PROBLEM DESCRIPTION >> Everything from the line containing "Target: front fender" to the final line of the records below should be given again exactly, and nothing else.

PROVIDED INFORMATION >>
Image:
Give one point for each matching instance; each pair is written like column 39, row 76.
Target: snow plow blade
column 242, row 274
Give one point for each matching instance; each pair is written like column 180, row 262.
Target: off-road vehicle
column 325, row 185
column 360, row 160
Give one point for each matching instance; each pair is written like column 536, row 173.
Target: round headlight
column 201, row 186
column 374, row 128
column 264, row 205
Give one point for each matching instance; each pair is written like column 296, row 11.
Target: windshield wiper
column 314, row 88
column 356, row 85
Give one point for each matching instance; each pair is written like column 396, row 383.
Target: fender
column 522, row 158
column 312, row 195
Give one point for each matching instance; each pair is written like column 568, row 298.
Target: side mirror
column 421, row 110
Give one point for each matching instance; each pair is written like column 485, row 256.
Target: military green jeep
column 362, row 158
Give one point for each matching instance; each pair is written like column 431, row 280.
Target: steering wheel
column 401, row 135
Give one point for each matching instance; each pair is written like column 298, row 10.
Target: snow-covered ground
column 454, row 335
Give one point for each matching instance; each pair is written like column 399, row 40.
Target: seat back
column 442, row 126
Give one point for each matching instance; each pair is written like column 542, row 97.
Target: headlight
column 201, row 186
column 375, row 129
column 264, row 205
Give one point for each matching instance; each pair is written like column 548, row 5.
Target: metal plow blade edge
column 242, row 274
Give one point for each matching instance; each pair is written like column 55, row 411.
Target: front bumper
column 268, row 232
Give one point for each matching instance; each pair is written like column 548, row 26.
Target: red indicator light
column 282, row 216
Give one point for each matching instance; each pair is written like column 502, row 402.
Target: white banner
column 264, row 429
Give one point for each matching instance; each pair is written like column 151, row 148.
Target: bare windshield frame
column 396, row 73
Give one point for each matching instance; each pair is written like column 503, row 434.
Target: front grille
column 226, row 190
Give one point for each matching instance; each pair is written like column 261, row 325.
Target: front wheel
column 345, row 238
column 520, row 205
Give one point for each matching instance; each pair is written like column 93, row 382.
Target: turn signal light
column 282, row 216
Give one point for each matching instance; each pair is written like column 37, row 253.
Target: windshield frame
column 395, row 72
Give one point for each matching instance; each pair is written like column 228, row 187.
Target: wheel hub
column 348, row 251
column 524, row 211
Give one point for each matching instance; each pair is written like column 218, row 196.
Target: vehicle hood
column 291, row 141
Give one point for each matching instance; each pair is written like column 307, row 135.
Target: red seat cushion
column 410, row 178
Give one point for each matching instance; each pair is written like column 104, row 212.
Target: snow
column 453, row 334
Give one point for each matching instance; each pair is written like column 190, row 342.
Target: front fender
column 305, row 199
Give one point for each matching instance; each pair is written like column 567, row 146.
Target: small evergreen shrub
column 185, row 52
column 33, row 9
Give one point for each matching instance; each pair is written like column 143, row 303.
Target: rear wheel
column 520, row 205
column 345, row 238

RESULT >>
Target: front fender
column 305, row 199
Give one point for each matching instance; each pair is written like column 567, row 146.
Target: small evergreen shrub
column 185, row 52
column 33, row 9
Give one point for each matching instance; each pair is written like column 143, row 303.
Target: rear wheel
column 520, row 205
column 345, row 238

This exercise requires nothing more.